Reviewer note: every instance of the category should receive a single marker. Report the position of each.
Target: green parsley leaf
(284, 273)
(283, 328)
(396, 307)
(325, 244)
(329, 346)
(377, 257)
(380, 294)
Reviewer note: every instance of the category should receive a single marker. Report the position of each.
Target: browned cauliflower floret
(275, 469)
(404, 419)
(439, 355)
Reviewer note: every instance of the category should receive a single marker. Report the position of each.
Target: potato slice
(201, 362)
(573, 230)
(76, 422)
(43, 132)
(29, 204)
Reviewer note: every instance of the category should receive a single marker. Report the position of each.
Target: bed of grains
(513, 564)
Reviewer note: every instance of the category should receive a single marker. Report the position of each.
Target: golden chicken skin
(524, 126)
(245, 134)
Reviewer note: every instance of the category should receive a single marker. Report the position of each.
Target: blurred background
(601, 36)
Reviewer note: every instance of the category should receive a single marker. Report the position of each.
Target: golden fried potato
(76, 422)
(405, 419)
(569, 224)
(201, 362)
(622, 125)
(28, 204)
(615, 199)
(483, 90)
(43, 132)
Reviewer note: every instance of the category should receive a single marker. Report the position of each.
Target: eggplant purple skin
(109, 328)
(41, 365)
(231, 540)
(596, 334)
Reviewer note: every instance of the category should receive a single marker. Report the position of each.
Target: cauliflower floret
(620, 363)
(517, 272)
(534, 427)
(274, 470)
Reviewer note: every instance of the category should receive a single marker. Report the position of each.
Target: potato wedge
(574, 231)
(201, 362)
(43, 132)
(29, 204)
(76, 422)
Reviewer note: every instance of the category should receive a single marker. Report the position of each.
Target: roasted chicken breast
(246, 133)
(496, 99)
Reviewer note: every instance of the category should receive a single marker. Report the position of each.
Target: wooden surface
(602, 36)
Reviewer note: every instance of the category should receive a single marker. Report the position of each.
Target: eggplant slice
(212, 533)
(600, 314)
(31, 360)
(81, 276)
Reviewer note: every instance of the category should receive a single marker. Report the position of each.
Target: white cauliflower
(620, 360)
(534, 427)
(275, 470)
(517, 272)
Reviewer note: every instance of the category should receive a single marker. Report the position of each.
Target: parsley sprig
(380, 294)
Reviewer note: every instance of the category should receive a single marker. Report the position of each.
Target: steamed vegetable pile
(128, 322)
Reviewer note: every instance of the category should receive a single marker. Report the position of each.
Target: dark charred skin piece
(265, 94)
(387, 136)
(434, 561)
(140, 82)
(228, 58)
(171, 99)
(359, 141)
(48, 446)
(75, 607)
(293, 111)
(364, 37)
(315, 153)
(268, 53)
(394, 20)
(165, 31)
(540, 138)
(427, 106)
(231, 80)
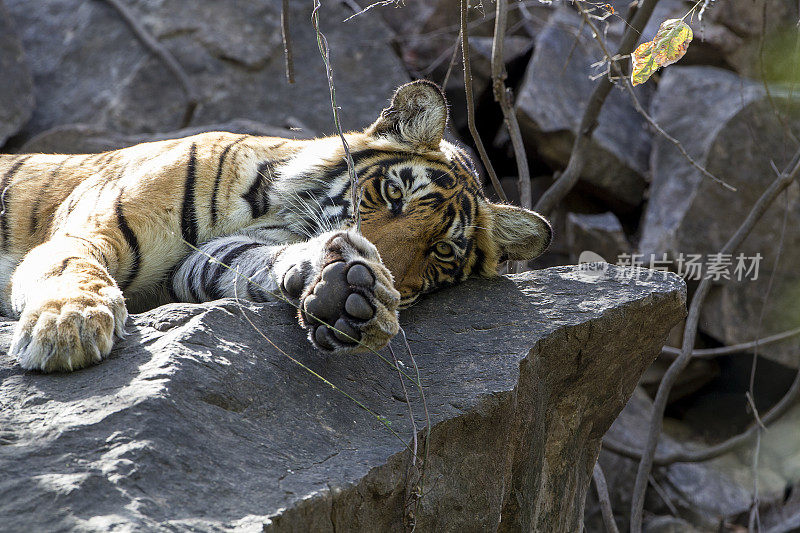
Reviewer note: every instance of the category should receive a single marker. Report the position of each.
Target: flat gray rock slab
(198, 422)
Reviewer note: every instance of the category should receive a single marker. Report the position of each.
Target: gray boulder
(232, 54)
(16, 84)
(551, 102)
(707, 493)
(197, 422)
(728, 126)
(601, 234)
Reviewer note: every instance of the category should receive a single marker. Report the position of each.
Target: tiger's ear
(519, 234)
(416, 116)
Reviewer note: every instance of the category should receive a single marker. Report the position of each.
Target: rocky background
(75, 78)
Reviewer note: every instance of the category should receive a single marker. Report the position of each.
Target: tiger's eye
(444, 249)
(393, 192)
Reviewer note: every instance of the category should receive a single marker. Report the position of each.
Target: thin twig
(324, 50)
(577, 160)
(358, 11)
(602, 496)
(706, 353)
(689, 335)
(471, 105)
(638, 106)
(502, 97)
(711, 452)
(162, 53)
(287, 42)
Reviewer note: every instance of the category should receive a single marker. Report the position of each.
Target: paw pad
(341, 298)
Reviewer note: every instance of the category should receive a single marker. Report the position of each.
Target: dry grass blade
(379, 418)
(498, 189)
(287, 42)
(324, 50)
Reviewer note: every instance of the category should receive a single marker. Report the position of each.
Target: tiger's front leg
(346, 296)
(69, 307)
(348, 303)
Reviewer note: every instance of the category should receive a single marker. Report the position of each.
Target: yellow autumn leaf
(668, 46)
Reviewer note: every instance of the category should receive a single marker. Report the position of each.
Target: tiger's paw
(65, 333)
(354, 293)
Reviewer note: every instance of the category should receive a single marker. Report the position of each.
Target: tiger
(86, 238)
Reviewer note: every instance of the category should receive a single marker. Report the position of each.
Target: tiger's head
(422, 203)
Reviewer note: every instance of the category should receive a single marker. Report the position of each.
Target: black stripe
(188, 215)
(211, 280)
(131, 240)
(258, 194)
(218, 177)
(5, 199)
(34, 221)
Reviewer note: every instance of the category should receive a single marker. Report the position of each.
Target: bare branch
(577, 160)
(638, 106)
(287, 42)
(602, 496)
(712, 452)
(166, 57)
(471, 105)
(689, 335)
(501, 96)
(727, 350)
(324, 50)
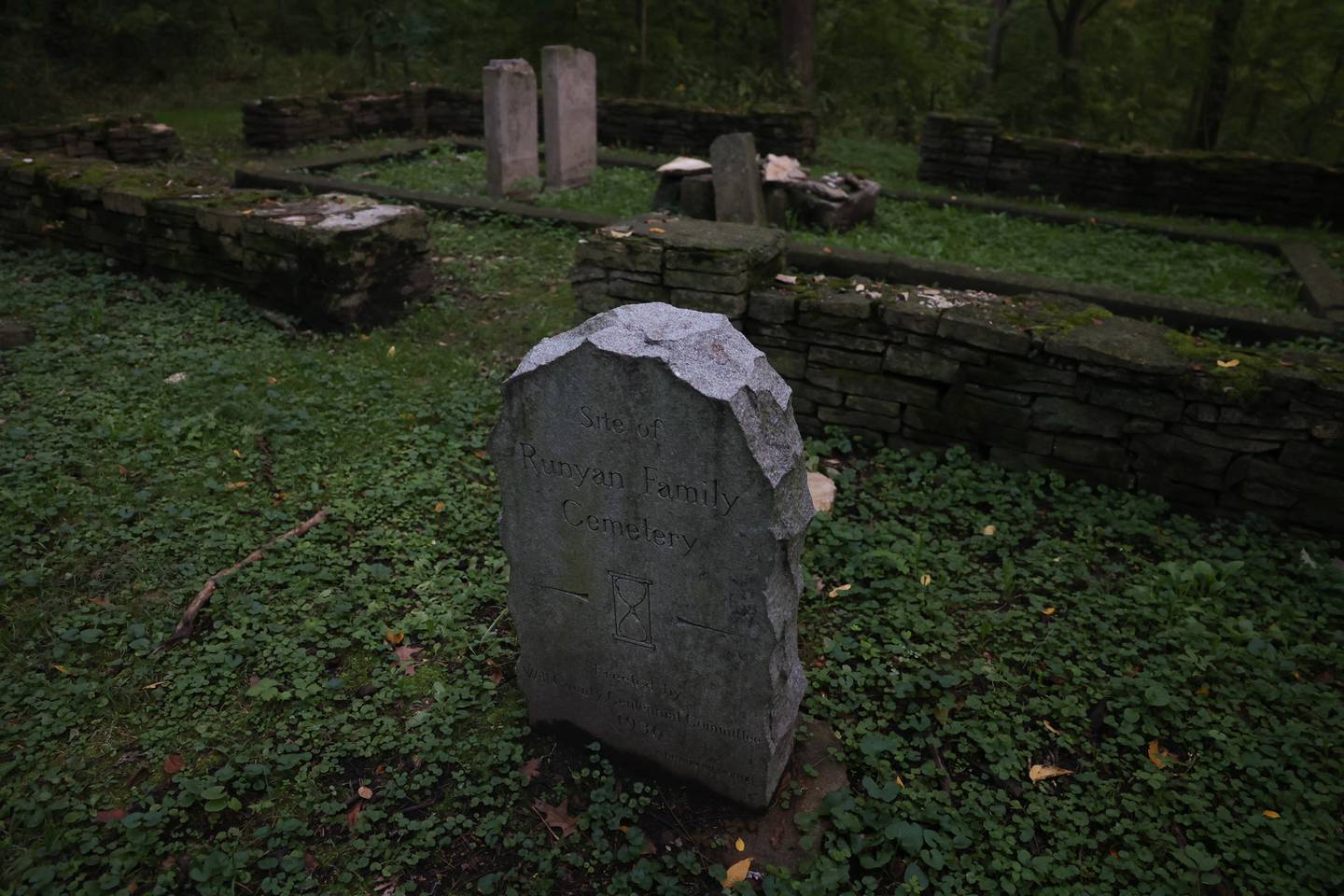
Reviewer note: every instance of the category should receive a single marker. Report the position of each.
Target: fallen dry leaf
(823, 491)
(736, 872)
(556, 817)
(406, 658)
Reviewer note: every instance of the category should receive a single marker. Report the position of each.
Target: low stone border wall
(1239, 323)
(976, 153)
(327, 259)
(133, 138)
(1032, 382)
(275, 122)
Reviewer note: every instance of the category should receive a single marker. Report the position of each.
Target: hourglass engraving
(631, 609)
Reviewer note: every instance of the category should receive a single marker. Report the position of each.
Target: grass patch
(1184, 672)
(1087, 254)
(614, 191)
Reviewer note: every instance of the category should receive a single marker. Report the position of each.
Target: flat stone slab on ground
(655, 503)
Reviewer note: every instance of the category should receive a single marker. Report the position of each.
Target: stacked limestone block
(691, 263)
(277, 122)
(974, 153)
(1035, 382)
(956, 150)
(329, 259)
(132, 140)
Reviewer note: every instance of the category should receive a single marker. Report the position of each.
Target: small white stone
(823, 489)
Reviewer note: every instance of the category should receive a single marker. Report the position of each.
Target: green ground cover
(1183, 670)
(1218, 273)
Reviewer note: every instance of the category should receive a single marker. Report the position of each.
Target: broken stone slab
(510, 107)
(568, 100)
(736, 180)
(653, 512)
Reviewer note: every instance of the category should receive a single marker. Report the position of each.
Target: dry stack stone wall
(976, 153)
(1031, 382)
(131, 138)
(329, 259)
(277, 122)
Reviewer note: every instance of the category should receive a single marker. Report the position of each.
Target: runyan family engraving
(655, 503)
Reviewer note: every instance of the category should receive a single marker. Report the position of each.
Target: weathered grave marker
(510, 97)
(655, 504)
(738, 198)
(568, 98)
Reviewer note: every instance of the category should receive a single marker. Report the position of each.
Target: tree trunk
(1212, 101)
(1069, 21)
(799, 43)
(998, 30)
(641, 14)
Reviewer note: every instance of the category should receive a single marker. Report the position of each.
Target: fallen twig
(937, 761)
(189, 617)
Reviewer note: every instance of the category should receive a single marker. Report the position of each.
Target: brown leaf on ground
(558, 819)
(406, 658)
(736, 872)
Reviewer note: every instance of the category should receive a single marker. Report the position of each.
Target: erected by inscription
(655, 503)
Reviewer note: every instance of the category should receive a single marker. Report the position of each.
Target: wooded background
(1261, 76)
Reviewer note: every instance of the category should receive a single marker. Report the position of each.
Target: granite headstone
(738, 198)
(568, 105)
(510, 98)
(655, 505)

----

• Instruction: Every entry above is to be set down exactly; the pictures are to be left out.

• Task response:
Reviewer note: every instance of the category should receive a single marker. Report the position of each.
Target: green parsley leaf
(284, 273)
(283, 328)
(396, 307)
(325, 244)
(329, 346)
(377, 257)
(380, 294)
Reviewer note: every instance of the category should receive a single marker. Report the position of each.
Target: browned cauliflower floret
(275, 469)
(404, 419)
(439, 355)
Reviewer note: every instance of the category should receive a single marker. Report the position of each.
Target: potato slice
(201, 362)
(573, 230)
(76, 422)
(43, 132)
(29, 204)
Reviewer note: every instance of the category should receive a single marker. Report the position of each.
Target: bed of grains
(513, 564)
Reviewer note: every instance of the category should receive a single marker. Report the position of each.
Target: golden chicken skin
(524, 126)
(245, 134)
Reviewer note: every instance of the category should receive a single marker. Report the position of each.
Target: blurred background
(601, 36)
Reviewer note: every instance of the category should receive a single marker. Report the position of each.
Target: golden fried potato
(76, 422)
(405, 419)
(569, 224)
(201, 362)
(622, 125)
(28, 204)
(615, 199)
(483, 90)
(43, 132)
Reviewer note: every instance of the category should receive a single marker. Report the position of each.
Target: eggplant purple skin
(109, 328)
(41, 365)
(231, 540)
(596, 334)
Reviewer note: every instance of the category should receive a single marker. Report the position of each.
Target: cauliflower floret
(620, 363)
(517, 272)
(534, 427)
(274, 470)
Reviewer note: every instance of the category should receive a single marker. Report the position of each.
Target: potato wedge
(574, 231)
(201, 362)
(43, 132)
(29, 204)
(76, 422)
Reviewer note: every instance of the category should receive a single marker. Report the position of each.
Target: roasted chicken breast
(246, 133)
(496, 99)
Reviewer note: every instance of the category should receive a single marker. Report the position of each.
Target: wooden surface
(602, 36)
Reviewer note: every instance of the category should receive a single marker. Report the position of each.
Target: eggplant slice
(212, 533)
(600, 314)
(31, 360)
(81, 276)
Reviewer note: every instance of the category should receive a single marker. Report the position of each.
Target: white cauliflower
(620, 360)
(534, 427)
(275, 470)
(517, 272)
Reviewer note: every instance of the category should receive a single marker. Report the position of each.
Target: parsley sprig
(380, 294)
Reviewer note: every instance of the category should receive a single marker. Report the position of each.
Target: steamed vegetable pile
(128, 322)
Reviewer note: every instance of the category should receive a single marker. Report the position of each.
Target: dark charred skin piece
(265, 94)
(387, 136)
(434, 561)
(140, 82)
(228, 58)
(171, 99)
(359, 141)
(48, 446)
(75, 607)
(293, 111)
(364, 37)
(315, 153)
(268, 53)
(394, 20)
(165, 31)
(540, 138)
(427, 106)
(231, 80)
Reviewer note: every instance of the category should receive a single marker. Report the position of each.
Target: flat gray rock slab
(198, 422)
Reviewer note: every instance of the category should receive a single marker. Report the position of each.
Target: gray boulder
(232, 54)
(16, 84)
(551, 102)
(707, 493)
(197, 422)
(728, 126)
(601, 234)
Reviewer note: every instance of the category should receive a single marker. Report the position of each.
Target: tiger's ear
(519, 234)
(416, 116)
Reviewer note: every instance of the category should receive a single marker. Report the position of each.
Target: rocky background
(75, 78)
Reviewer note: every instance of the category should receive a single marker. Report the position of each.
Target: tiger's eye
(444, 249)
(393, 192)
Reviewer note: every instance of the category should receive a single marker. Report the position of each.
Target: thin twig
(324, 50)
(577, 160)
(358, 11)
(602, 496)
(706, 353)
(689, 335)
(471, 105)
(638, 106)
(502, 97)
(711, 452)
(162, 53)
(287, 42)
Reviewer note: every instance of the category should receive a single marker. Report the position of each.
Target: paw pad
(341, 298)
Reviewer note: every instance of the category should receive a single marker. Report the position of each.
Target: dry grass blade
(379, 418)
(498, 189)
(287, 42)
(324, 50)
Reviewer note: every instance of the category should receive a single marker. Report the position of each.
Target: tiger's front leg
(346, 296)
(69, 307)
(348, 303)
Reviewer note: every instance of the category should receive a single marker. Report the position of each.
Target: yellow autumn leaf
(668, 46)
Reviewer note: every instance of the category should receive a single marker. Report the position of each.
Target: tiger's paw
(65, 333)
(354, 293)
Reviewer note: every instance of the category should receive a single marker. Report the position of each.
Target: tiger
(86, 238)
Reviewer note: every instance of the category should receive a single marker. Report the position of each.
Target: tiger's head
(422, 203)
Reviewer note: every instance of the category should receive a single marker. Report the position of each.
Target: black stripe
(188, 215)
(211, 280)
(131, 240)
(258, 194)
(218, 177)
(5, 199)
(34, 221)
Reviewer note: every instance of the category should receive a single marker. Report the position of each.
Target: bare branch
(577, 160)
(638, 106)
(287, 42)
(602, 496)
(712, 452)
(166, 57)
(471, 105)
(689, 335)
(501, 96)
(727, 350)
(324, 50)
Reviewer note: every instance of the category should receive a single marker. Report the position of each.
Target: fallen dry leaf
(823, 491)
(736, 872)
(556, 817)
(406, 658)
Reviewer note: every instance of the category should receive a single marker. Report the position of each.
Target: low stone border wall
(1239, 323)
(976, 153)
(327, 259)
(133, 138)
(1032, 382)
(275, 122)
Reviewer note: every instance of the category should receive a single marker. Report the position of each.
Target: hourglass engraving
(631, 609)
Reviewer note: every instance of the category should receive a single marker. Report the position of each.
Target: grass patch
(1184, 672)
(1087, 254)
(614, 191)
Reviewer note: every instance of the category should receive a single marker. Report the position of each.
Target: flat stone slab on ground
(655, 503)
Reviewer note: every instance of the category should receive a single marker. Report the position of each.
Target: stacked limestone block
(691, 263)
(277, 122)
(974, 153)
(1035, 382)
(956, 150)
(329, 259)
(132, 140)
Reviewer note: every instance of the category should receive a single marker. Report the position of each.
Target: small white stone
(823, 489)
Reviewer note: every instance of the category should receive a single marker. Report the position of each.
Target: green ground cover
(1183, 670)
(1218, 273)
Reviewer note: every instance of the category should receive a single marker. Report the position of each.
Target: broken stone slab
(510, 107)
(568, 100)
(736, 180)
(653, 512)
Reviewer note: every instance of the category should receive a single marker. Report the position of each.
Target: dry stack stone wall
(976, 153)
(1031, 382)
(131, 138)
(329, 259)
(277, 122)
Reviewer note: every instance of the category should receive a single marker. Report the position of each.
Target: runyan family engraving
(655, 503)
Reviewer note: every instance of the category should receive a single marker. Report the position of each.
Target: weathered grave marker
(510, 97)
(655, 504)
(738, 198)
(568, 98)
Reviewer note: every instance of the category should receive a single marker. Report the position of each.
Target: tree trunk
(1212, 101)
(1069, 21)
(799, 43)
(998, 30)
(641, 14)
Reviewer note: every instance of the category should receive a single marker. Report the position of each.
Target: fallen twig
(937, 761)
(189, 617)
Reviewer note: every instance of the category should receive a single marker. Report the position of each.
Target: brown leaf on ground
(558, 819)
(406, 658)
(736, 872)
Reviewer note: every instance of the category should receive a single marker. Report the position of each.
Target: erected by inscription
(655, 503)
Reviewer note: every instance of the category should receive a single marker. Report the position of each.
Target: wooded background
(1261, 76)
Reviewer note: every instance of the category should receive a single marker. Report the position of each.
Target: granite headstone
(738, 198)
(568, 105)
(510, 98)
(655, 505)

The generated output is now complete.